→ **Aufgabendetails**
Gib aus der folgenden Buchbesprechung den Abschnitt von „Philosophie, Religionsphilosophie“ bis einschließlich „64,00. ISBN 978-3-16-150586-7.“ wortgetreu wieder.

Philosophie, Religionsphilosophie

Autor/Hrsg.:

Ramal, Randy [Ed.]

Titel/Untertitel:

Metaphysics, Analysis, and the Grammar of God. Process and Analytic Voices in Dialogue.

Verlag:

Tübingen: Mohr Siebeck 2010. X, 267 S. 23,2 x 15,5 cm = Religion in Philosophy and Theology, 53. Kart. EUR 64,00. ISBN 978-3-16-150586-7.

Rezensent:

Thomas Wabel

Auf welche Wirklichkeit beziehen sich Aussagen über die Welt und über Gott? Die Klärung dieser und ähnlich grundlegender Fragen der Religionsphilosophie verlangt nach einer Verhältnisbestimmung von Metaphysik und Religion. In dem vorliegenden Sammelband werden hierfür die für die englischsprachige systematische Theologie und Religionsphilosophie besonders maßgeblichen Denktraditionen der analytischen (Religions-)Philosophie und der Prozessphilosophie und -theologie aufeinander bezogen. Das ist ein anspruchsvolles Unterfangen, scheinen sich doch die beiden hier vor allem diskutierten Hauptvertreter der genannten Richtungen in ihrem Ansatz geradezu zu widersprechen: Alfred North Whitehead entwickelt in seinem Hauptwerk Process and Reality (1929) eine spekulative Metaphysik, die in einer Kosmologie und Ereignisontologie ein physikalisches Weltbild mit einer Logik der Relationen und dem Gottesbegriff vereint; Ludwig Wittgenstein dagegen entlarvt auf dem Weg vom Tractatus logico-philosophicus (1918) zu den Philosophischen Untersuchungen (1945) metaphysische Fragen als »Verhexung unseres Verstandes durch die Mittel unserer Sprache« (Philosophische Untersuchungen, 109), die sich durch grammatische Untersuchungen und die Rückführung der Wörter auf ihre alltagssprachliche Verwendung auflösen lasse. Religionsphilosophie vollzieht sich im einen Fall durch Einbettung der Religion in eine kosmologische Metaphysik, im anderen durch be­wussten Verzicht auf Aussagen über die Welt als ganze. Dennoch verdanken sich, wie R. Ramal in seiner Einleitung hervorhebt, beide Denkrichtungen der Suche nach dem Verhältnis von Wahrnehmung und Glaube einerseits und der durch sie vermittelten Wirklichkeit andererseits (5).

→ **Datensätze**

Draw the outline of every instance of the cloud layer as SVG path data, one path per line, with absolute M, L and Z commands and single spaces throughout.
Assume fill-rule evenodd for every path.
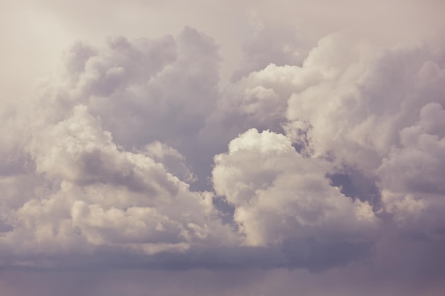
M 284 16 L 287 6 L 274 9 Z M 341 28 L 311 37 L 258 7 L 227 81 L 219 45 L 186 26 L 75 42 L 32 95 L 4 99 L 4 270 L 24 281 L 23 270 L 254 275 L 221 295 L 272 295 L 259 278 L 315 283 L 311 273 L 323 272 L 372 278 L 365 295 L 407 292 L 391 280 L 439 295 L 443 40 L 419 38 L 429 23 L 390 42 L 392 33 Z M 187 293 L 207 295 L 200 289 Z

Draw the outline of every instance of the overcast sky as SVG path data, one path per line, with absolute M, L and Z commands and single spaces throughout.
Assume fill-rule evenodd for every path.
M 0 4 L 1 296 L 445 293 L 445 4 Z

→ **Aufgabenergebnis**
Philosophie, Religionsphilosophie

Autor/Hrsg.:

Ramal, Randy [Ed.]

Titel/Untertitel:

Metaphysics, Analysis, and the Grammar of God. Process and Analytic Voices in Dialogue.

Verlag:

Tübingen: Mohr Siebeck 2010. X, 267 S. 23,2 x 15,5 cm = Religion in Philosophy and Theology, 53. Kart. EUR 64,00. ISBN 978-3-16-150586-7.